● **SET TASK**
Extract each line of the material below that contains the string "branch", and copy those lines verbatim in their original order.

● **LISTED RECORDS**
★ ★ ★

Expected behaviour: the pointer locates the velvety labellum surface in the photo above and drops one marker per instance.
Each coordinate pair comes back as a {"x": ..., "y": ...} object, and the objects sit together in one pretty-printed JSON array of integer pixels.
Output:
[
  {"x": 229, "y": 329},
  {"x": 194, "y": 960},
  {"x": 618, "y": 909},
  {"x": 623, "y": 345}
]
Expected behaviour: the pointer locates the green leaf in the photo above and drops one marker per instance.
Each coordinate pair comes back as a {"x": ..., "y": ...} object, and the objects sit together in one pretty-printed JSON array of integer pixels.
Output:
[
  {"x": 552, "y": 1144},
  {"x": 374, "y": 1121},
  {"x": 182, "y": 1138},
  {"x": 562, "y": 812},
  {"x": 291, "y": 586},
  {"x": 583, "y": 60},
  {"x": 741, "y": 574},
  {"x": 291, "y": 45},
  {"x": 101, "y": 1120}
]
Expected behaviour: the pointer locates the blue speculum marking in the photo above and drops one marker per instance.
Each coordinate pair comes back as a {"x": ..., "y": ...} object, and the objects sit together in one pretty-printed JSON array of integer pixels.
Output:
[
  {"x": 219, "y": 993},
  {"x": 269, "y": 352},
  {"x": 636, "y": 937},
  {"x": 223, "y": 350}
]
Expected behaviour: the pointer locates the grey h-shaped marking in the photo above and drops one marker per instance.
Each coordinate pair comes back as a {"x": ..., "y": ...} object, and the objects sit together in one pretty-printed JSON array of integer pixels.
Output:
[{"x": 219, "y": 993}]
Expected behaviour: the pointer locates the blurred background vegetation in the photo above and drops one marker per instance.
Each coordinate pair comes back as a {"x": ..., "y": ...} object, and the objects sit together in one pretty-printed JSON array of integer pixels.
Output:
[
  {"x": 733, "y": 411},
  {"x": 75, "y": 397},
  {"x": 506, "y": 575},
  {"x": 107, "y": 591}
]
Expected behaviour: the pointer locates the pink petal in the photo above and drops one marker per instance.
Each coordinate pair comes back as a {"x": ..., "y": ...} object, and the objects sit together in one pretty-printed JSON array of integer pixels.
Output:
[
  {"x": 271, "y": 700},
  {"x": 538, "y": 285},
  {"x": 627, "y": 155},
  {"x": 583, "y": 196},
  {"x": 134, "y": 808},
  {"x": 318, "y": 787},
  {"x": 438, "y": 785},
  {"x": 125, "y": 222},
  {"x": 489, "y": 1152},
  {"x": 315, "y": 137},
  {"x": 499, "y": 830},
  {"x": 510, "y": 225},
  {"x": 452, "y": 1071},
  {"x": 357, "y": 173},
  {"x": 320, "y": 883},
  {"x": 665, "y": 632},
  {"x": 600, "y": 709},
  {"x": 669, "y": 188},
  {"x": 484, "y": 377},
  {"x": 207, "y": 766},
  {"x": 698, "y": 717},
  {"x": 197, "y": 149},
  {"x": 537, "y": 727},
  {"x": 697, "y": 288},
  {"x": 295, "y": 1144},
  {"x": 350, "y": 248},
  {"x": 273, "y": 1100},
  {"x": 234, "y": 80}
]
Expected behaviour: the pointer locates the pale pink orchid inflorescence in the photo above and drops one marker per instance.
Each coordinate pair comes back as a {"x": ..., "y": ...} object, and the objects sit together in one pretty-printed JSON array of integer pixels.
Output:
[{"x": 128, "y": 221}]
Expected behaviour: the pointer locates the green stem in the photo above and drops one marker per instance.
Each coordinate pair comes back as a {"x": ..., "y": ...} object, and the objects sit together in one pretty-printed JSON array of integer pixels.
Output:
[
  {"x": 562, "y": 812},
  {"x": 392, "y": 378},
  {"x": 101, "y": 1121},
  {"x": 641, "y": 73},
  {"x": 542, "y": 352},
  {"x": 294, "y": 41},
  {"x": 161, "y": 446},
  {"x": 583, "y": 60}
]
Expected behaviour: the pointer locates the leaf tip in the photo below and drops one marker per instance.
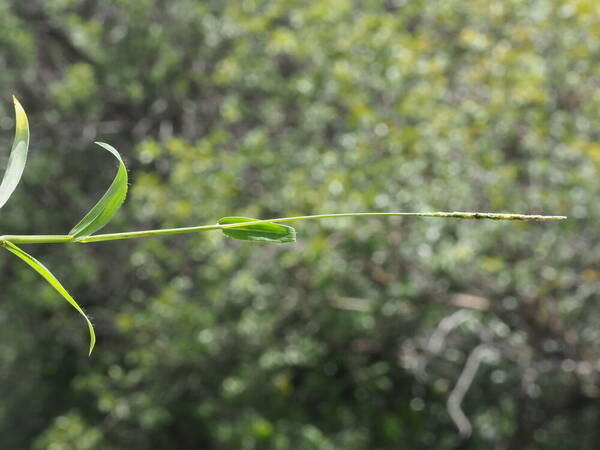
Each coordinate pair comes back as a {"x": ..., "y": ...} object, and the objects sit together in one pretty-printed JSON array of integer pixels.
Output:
[{"x": 21, "y": 117}]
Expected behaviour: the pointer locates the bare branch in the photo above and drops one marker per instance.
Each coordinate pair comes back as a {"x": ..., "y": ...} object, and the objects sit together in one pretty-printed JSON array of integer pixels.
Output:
[{"x": 462, "y": 387}]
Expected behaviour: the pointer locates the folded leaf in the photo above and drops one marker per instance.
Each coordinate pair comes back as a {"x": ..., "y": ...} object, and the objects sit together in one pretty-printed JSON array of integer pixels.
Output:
[
  {"x": 44, "y": 272},
  {"x": 18, "y": 155},
  {"x": 265, "y": 232},
  {"x": 108, "y": 205}
]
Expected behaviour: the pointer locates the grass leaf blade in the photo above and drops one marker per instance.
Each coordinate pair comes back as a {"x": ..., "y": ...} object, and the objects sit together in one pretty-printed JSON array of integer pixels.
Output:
[
  {"x": 18, "y": 155},
  {"x": 264, "y": 232},
  {"x": 51, "y": 279},
  {"x": 108, "y": 205}
]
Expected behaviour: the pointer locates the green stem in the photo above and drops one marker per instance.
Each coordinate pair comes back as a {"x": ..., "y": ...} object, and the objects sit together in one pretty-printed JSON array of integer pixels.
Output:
[{"x": 27, "y": 239}]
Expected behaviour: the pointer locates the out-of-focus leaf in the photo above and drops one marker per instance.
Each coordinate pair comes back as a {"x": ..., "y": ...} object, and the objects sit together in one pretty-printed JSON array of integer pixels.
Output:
[
  {"x": 265, "y": 232},
  {"x": 44, "y": 272},
  {"x": 18, "y": 155},
  {"x": 108, "y": 205}
]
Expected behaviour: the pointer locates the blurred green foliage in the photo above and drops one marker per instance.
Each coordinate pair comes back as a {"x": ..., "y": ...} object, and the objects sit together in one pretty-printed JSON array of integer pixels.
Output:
[{"x": 265, "y": 108}]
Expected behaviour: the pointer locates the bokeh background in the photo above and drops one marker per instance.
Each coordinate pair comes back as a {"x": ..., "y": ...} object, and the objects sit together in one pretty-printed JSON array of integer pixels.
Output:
[{"x": 366, "y": 333}]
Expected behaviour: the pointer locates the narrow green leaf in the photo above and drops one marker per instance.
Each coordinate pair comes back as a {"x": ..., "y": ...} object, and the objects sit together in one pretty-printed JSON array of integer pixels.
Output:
[
  {"x": 18, "y": 154},
  {"x": 108, "y": 205},
  {"x": 265, "y": 232},
  {"x": 44, "y": 272}
]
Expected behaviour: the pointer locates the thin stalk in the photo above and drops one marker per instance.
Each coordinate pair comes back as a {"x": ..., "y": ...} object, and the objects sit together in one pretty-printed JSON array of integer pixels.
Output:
[{"x": 27, "y": 239}]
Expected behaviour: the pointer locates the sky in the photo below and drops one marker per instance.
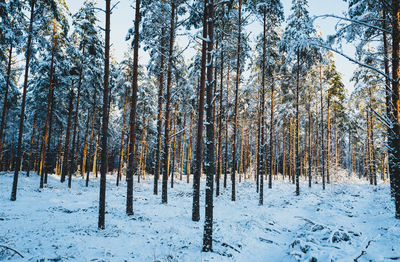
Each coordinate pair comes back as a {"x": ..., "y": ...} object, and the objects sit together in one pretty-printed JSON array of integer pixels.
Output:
[{"x": 123, "y": 14}]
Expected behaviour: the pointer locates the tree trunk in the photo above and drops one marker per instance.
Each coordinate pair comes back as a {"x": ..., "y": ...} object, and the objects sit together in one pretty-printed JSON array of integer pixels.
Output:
[
  {"x": 4, "y": 112},
  {"x": 209, "y": 157},
  {"x": 173, "y": 149},
  {"x": 121, "y": 150},
  {"x": 297, "y": 134},
  {"x": 132, "y": 117},
  {"x": 104, "y": 127},
  {"x": 85, "y": 146},
  {"x": 91, "y": 144},
  {"x": 67, "y": 159},
  {"x": 157, "y": 168},
  {"x": 322, "y": 130},
  {"x": 46, "y": 138},
  {"x": 183, "y": 148},
  {"x": 234, "y": 150},
  {"x": 164, "y": 194},
  {"x": 309, "y": 139},
  {"x": 31, "y": 145},
  {"x": 199, "y": 137},
  {"x": 226, "y": 127}
]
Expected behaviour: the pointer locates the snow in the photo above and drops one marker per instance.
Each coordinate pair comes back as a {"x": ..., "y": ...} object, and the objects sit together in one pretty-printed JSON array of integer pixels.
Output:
[{"x": 349, "y": 219}]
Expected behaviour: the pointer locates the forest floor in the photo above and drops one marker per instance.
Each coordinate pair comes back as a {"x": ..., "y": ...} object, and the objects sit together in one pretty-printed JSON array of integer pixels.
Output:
[{"x": 349, "y": 220}]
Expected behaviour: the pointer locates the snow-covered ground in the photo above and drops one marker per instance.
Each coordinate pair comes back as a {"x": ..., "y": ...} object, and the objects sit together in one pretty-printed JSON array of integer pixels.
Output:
[{"x": 348, "y": 220}]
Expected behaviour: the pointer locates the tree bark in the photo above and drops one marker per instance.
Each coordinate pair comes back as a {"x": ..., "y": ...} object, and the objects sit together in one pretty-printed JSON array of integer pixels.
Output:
[
  {"x": 104, "y": 127},
  {"x": 132, "y": 117},
  {"x": 164, "y": 194},
  {"x": 210, "y": 157},
  {"x": 234, "y": 151},
  {"x": 49, "y": 114},
  {"x": 199, "y": 137}
]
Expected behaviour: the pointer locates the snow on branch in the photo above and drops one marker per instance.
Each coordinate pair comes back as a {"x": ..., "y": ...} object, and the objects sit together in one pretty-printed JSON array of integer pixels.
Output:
[
  {"x": 353, "y": 60},
  {"x": 353, "y": 21}
]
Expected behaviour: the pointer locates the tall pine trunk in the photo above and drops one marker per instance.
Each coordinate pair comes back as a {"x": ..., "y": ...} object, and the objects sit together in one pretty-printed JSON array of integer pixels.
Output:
[
  {"x": 209, "y": 157},
  {"x": 49, "y": 113},
  {"x": 121, "y": 150},
  {"x": 235, "y": 127},
  {"x": 4, "y": 112},
  {"x": 157, "y": 168},
  {"x": 104, "y": 127},
  {"x": 132, "y": 117},
  {"x": 199, "y": 137},
  {"x": 164, "y": 195},
  {"x": 297, "y": 133}
]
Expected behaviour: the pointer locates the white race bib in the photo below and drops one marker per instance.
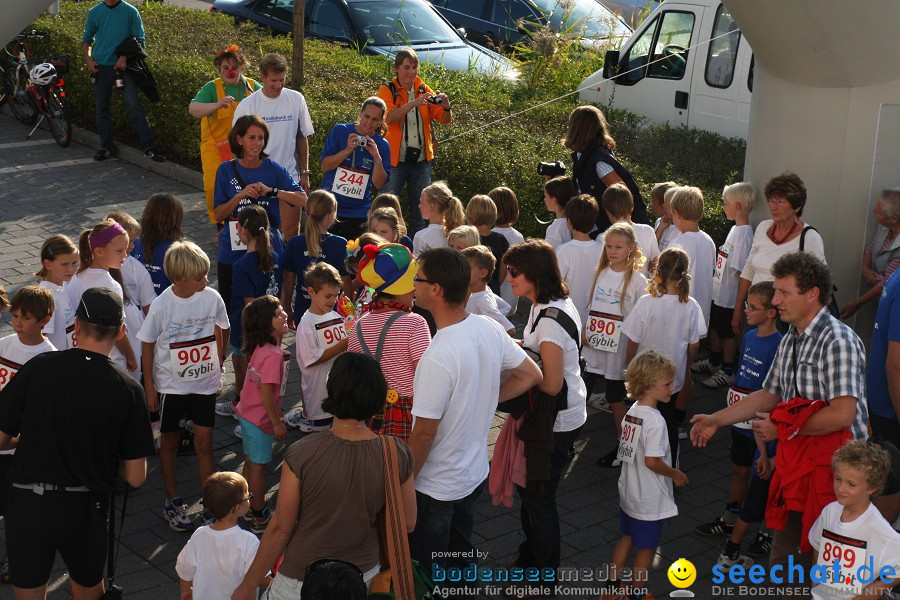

★ ★ ★

● **ANSWER IN FULL**
Expected behaviour: the pointer locates the bare branch in the photo above and drops one marker per instance.
Expected behaviour: the pointer locates the snow on branch in the photo above and drops one marker per instance.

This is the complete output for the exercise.